● **Exercise goal**: In the listing below, take the lines from the one containing "of pet food." up to and including the one containing "locate concrete wall.", and write them out again with "concrete wall" swapped for "brick wall" and nothing else altered.

● **Data to process**:
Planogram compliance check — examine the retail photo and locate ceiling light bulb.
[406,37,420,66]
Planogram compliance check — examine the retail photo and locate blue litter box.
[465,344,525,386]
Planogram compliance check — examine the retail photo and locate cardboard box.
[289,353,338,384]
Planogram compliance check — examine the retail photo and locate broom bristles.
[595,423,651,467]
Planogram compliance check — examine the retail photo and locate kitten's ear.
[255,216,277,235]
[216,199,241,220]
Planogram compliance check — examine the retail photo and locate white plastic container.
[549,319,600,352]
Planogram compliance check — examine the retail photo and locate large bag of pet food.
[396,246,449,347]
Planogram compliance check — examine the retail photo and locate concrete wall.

...

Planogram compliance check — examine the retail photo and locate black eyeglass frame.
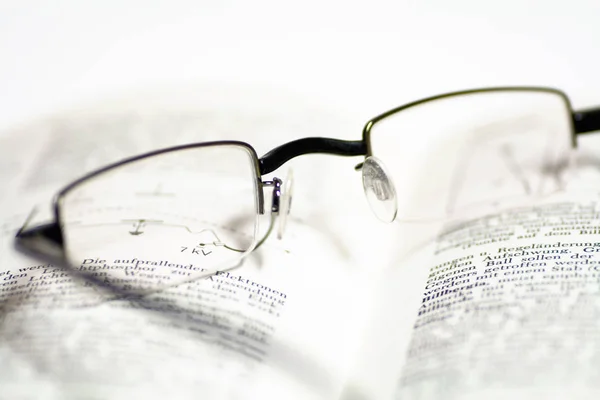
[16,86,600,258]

---

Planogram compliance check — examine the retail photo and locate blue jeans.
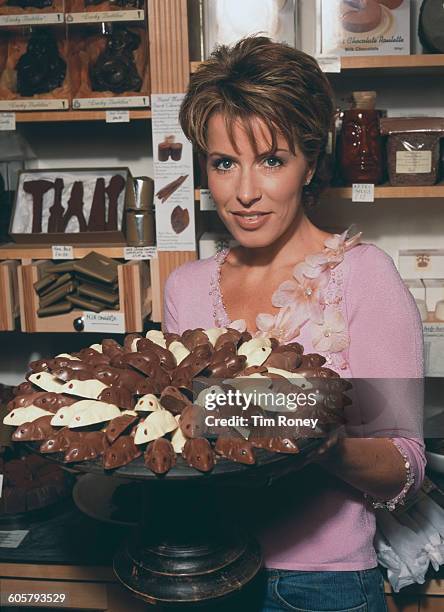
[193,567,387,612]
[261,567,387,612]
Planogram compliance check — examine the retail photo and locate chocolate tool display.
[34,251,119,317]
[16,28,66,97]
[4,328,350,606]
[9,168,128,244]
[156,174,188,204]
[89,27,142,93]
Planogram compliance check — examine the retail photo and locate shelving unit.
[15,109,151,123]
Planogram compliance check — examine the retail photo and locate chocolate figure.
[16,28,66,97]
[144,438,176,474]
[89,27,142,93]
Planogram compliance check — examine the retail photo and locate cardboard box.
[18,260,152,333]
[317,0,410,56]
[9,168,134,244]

● **Solution**:
Planogram compliance check — examine the retail photo and locate large bag of pet food.
[396,246,449,347]
Planogram compliance check — examine the retail photo and locate brick wall.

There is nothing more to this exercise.